## FONTE
E’ una lettera che non si trova nel nostro alfabeto moderno ed è anche di pronuncia non sempre univoca, e soprattutto di pressochè impossibile scrittura (ve ne accorgerete più avanti).
Ce ne parla come sempre l’appassionato curatore di questa pagina speciale dedicata alle parole scomparse (o quasi) della nostra terra, nella quale si scoprono cose e informazioni sempre nuove sul dialetto che si parla a Cinquefrondi.
di Mimì Giordano
Nella nostra storia linguistica esiste una lettera che non fa parte dell’alfabeto moderno e ci aiuta nell’esatta trascrizione di alcuni nostri termini dialettali, una lettera che, per certi aspetti, potremmo definire misteriosa, di difficile pronuncia e che l’abitudine (e le tastiere di macchine da scrivere e pc) hanno banalmente trasformato, modificandola spesso e altrettanto spesso creando qualche incertezza (e pure confusione) in quanti ancora oggi scrivono soprattutto poesie dialettali.

## RIGHE DI DATI
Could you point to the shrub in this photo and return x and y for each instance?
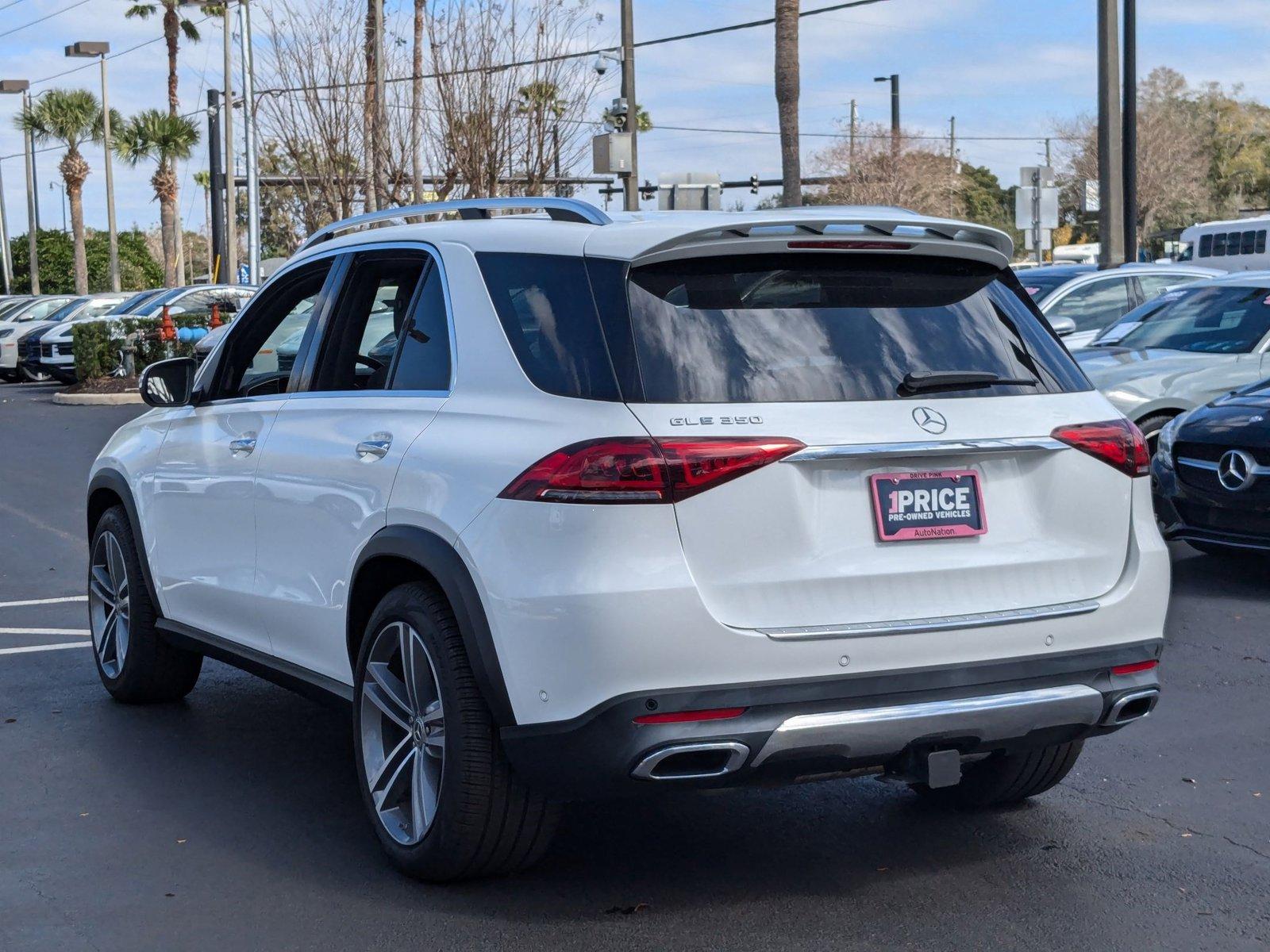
(99, 344)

## CONSEGNA
Riproduci senza alcuna modifica la parte del testo sulla lettera del dialetto di Cinquefrondi che si apre con le parole contenenti "Ce ne parla" e si chiude con "parla a Cinquefrondi.". Per svolgere il lavoro non occorre consultare le righe di dati.

## RISPOSTA
Ce ne parla come sempre l’appassionato curatore di questa pagina speciale dedicata alle parole scomparse (o quasi) della nostra terra, nella quale si scoprono cose e informazioni sempre nuove sul dialetto che si parla a Cinquefrondi.